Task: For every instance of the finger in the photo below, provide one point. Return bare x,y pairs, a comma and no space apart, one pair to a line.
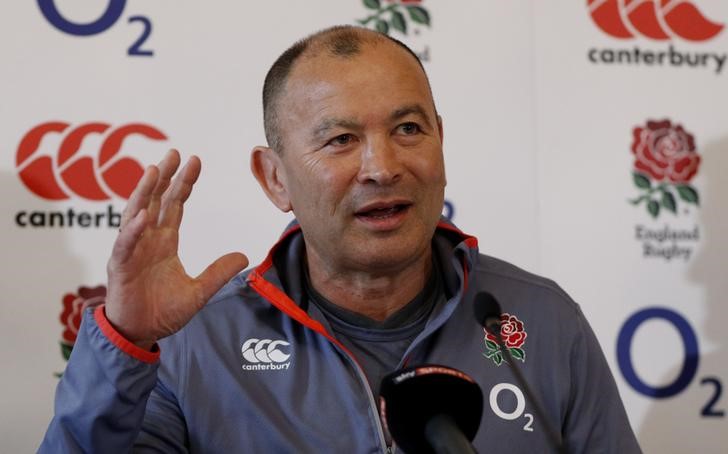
219,272
128,238
139,198
167,167
173,201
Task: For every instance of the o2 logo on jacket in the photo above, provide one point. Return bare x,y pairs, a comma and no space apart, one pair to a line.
68,174
689,363
108,18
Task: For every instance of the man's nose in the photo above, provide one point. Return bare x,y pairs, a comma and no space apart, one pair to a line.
380,163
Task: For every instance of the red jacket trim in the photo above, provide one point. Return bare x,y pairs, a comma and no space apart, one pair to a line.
280,300
121,342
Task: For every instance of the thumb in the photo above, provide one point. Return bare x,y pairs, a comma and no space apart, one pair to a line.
219,272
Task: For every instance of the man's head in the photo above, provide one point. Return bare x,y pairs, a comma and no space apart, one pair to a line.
341,41
358,157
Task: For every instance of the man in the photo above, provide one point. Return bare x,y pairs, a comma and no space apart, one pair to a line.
288,356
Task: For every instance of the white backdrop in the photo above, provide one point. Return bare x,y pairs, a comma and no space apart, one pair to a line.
539,109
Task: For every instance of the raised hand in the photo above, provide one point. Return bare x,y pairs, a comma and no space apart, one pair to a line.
150,296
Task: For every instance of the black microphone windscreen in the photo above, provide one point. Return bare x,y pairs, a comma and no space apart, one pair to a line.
487,309
411,397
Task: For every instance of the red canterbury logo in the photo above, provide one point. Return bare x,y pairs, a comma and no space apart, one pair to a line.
657,19
91,179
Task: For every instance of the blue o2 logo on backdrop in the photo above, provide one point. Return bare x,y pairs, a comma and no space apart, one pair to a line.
689,363
108,18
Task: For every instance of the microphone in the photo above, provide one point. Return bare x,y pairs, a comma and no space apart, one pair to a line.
431,409
488,314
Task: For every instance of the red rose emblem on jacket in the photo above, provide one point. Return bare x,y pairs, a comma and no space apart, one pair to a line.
665,151
511,331
73,308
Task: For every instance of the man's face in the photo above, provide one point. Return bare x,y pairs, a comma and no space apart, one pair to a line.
362,164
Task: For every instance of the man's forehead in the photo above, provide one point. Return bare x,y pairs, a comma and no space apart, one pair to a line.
319,63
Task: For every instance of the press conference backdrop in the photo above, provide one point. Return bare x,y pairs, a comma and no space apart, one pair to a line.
584,140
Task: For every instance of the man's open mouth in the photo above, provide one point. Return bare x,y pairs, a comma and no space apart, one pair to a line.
382,212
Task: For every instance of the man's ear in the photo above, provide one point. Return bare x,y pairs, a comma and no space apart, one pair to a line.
268,169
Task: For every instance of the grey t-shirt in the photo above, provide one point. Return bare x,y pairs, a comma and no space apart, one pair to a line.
378,346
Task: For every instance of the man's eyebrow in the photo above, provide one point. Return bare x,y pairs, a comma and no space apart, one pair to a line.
330,123
410,109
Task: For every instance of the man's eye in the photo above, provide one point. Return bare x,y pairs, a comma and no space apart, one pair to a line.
343,139
409,128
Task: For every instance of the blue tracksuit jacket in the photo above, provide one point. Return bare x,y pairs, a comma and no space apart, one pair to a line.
252,372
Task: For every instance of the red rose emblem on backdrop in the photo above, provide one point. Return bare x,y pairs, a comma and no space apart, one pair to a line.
73,308
665,152
665,161
513,335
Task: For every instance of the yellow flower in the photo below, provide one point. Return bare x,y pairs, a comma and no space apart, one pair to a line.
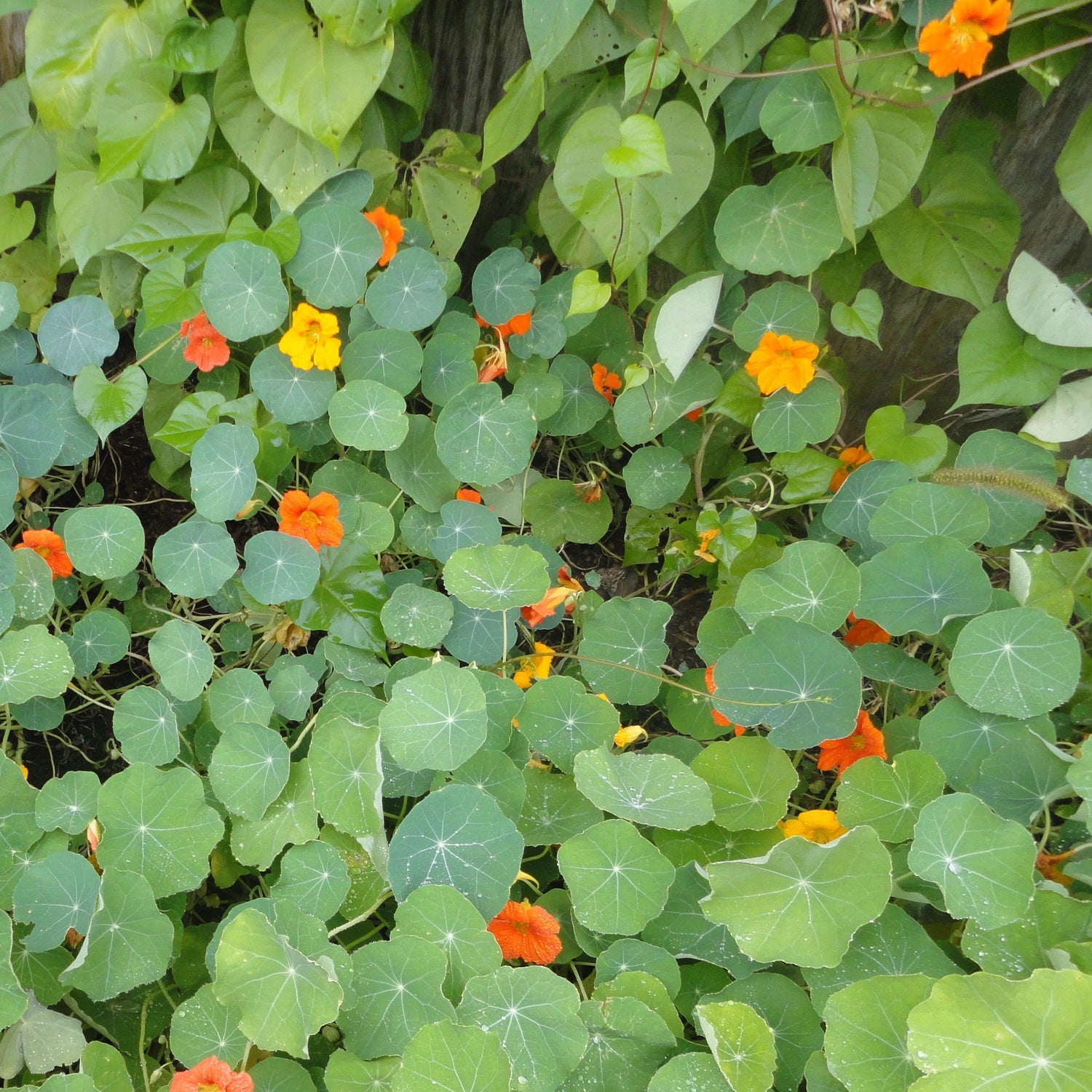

— Requirement —
Write out the data once more exactly, omitting the pictures.

— Solved exercise —
Task: For every instance of the finger in the photo below, provide one point. Return bare x,y pairs, a comma and no space apart, one pair to a line.
219,272
128,238
139,198
167,167
173,201
Task: For every instance of the o2 logo on jacket in the photo above, provide one point. Return bare x,y pairs, a comma and no space apart, one pair to a line.
68,174
689,363
108,18
Task: For every instance of the man's nose in the photo above, provide one point. Return bare x,y pairs, a comma and no space apart, one pair to a line.
380,163
Task: For every instance of the red jacket trim in the photo above, provide one point. Return bare x,y pairs, a comma and no space apart, one pair to a line.
280,300
121,342
Task: For every instance of the thumb in the photo above, provide one point. Return bare x,y pairs, a comma and no space apart, one pair to a line.
219,272
Task: For every instance of the man's head in the photo above, provide one point. Return bare x,y pairs, a comma and no space apart, one pair to a line.
341,41
358,157
Task: For every instance of the man in the photo above, provide one point. Return bare x,y pairs, a comma and no space apart, one pair to a line.
288,356
Task: For every instance of the white backdrop in the photo above, provide one point. Return bare x,y pairs, a comma and no space apart, one pair to a line.
539,109
Task: For every instance of the raised hand in the photo above, provide one point. Return bare x,y pairs, a comma and no space apart, one pair to a line.
150,296
Task: For every instance of the black microphone windscreen in the photo above, provide one point. Return bare x,y pairs, a comma and no space apart, one pair to a line.
487,309
411,397
Task: For every instance of the red canterbury logo in the photo above, provide one point. Return bare x,y pairs, a comma and no space apart, one pair to a line.
657,19
91,179
Task: For every instance of the blue o2 logo on backdrop in the photo above, provide one point. Return bare x,y pairs, a comma and no space apart, one pair to a line.
689,363
108,18
Task: For every instance of the microphone in the photo above, provide one point. Return bare x,y pairs, a comma and no space apart, one pair to a line.
431,409
488,314
Task: For every instance of the red rose emblem on jacket in the photo above, provide one point. Return bare x,y pairs, a comma and no space apart, one pair to a line.
665,151
511,331
73,308
Task: For every instance of the man's face in the photo above, provide one point. Return bare x,y pairs, a comma and no space apart, one pair to a line.
362,164
Task: For every instance of the man's forehead in the photo above, provide one point. Return bare x,y pairs, a comma and no space apart, one pair to a line.
319,63
Task: For every instance of the press conference backdrop in the photo above, provide one point. Return bare x,y pairs, a comma and no space apart, one pair to a line.
584,140
Task: For every instance of the man's open mouth in the photo above, provide one point. Return bare x,y pairs, a comma and no space apart, one pair to a line.
382,212
Task: For every instance of the man's ear in the photo above, provide one point. Return bare x,y pairs, a comma and no space apart, one pair to a line.
268,169
Task: For every instance of the grey t-shirt in the photo above, provide one point. Return bare x,y pairs, a comma and no space apart, one pair to a line.
378,346
Task: For every instance of the man's eyebrow in the photo above, provide one point. Return bare x,y pairs, a comma and no space apart, one pair to a line.
330,123
410,109
Task: For every instance of the man's eye in the photo above, provide one point. Return bare x,y pairs, a comma and no space apart, one pair to a line.
343,139
409,128
Task: For every instance of the blue tracksuit jacket in the photo above, provide one point. Return bare x,y pairs, a comma and no space apart, one pair to a line.
252,372
Task: For every instance of the red rose emblem on backdrop in the photo above, provide one point. Return bare x,y pairs, a comma and no space apart, one pair to a line.
73,308
665,152
665,161
513,335
Task: For every instance of the yellow flower in the photo below, provide one point. Return bare x,y pairs, a comma and no space apart, one pair to a line.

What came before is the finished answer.